=== TASK ITEM ===
When a line of the entries contains the word "water", report that line.

=== RECORDS TO PROCESS ===

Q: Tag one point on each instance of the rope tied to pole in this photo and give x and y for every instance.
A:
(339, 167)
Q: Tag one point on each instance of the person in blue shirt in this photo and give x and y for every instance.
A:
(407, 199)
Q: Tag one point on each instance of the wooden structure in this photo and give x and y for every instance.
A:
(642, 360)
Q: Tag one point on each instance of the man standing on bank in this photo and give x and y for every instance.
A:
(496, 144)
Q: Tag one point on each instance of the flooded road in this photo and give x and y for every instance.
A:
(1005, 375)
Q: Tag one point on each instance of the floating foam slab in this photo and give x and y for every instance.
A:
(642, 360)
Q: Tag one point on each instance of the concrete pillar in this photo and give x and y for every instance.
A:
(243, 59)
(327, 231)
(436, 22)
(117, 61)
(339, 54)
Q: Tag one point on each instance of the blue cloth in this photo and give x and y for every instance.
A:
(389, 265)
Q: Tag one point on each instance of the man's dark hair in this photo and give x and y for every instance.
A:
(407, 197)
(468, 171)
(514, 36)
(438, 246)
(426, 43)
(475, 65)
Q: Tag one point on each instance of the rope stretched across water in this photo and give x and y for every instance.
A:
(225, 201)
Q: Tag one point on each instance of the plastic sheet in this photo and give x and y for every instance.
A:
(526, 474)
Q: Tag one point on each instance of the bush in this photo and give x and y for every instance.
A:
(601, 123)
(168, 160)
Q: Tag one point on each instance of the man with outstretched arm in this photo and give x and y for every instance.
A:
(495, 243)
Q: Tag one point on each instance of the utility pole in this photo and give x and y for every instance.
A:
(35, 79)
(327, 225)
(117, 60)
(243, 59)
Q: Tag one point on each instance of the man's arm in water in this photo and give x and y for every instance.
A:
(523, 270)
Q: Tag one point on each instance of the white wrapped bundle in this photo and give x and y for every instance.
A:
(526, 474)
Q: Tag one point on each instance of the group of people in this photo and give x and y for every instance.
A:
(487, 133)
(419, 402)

=== RESULT OF THE EXERCISE ===
Q: Tag one point on each instance of the rope stretched across water in this photo and give x and y for every instance.
Q: Tag one point on each instance of the man's arm in water in this photo and give x and y for every instance.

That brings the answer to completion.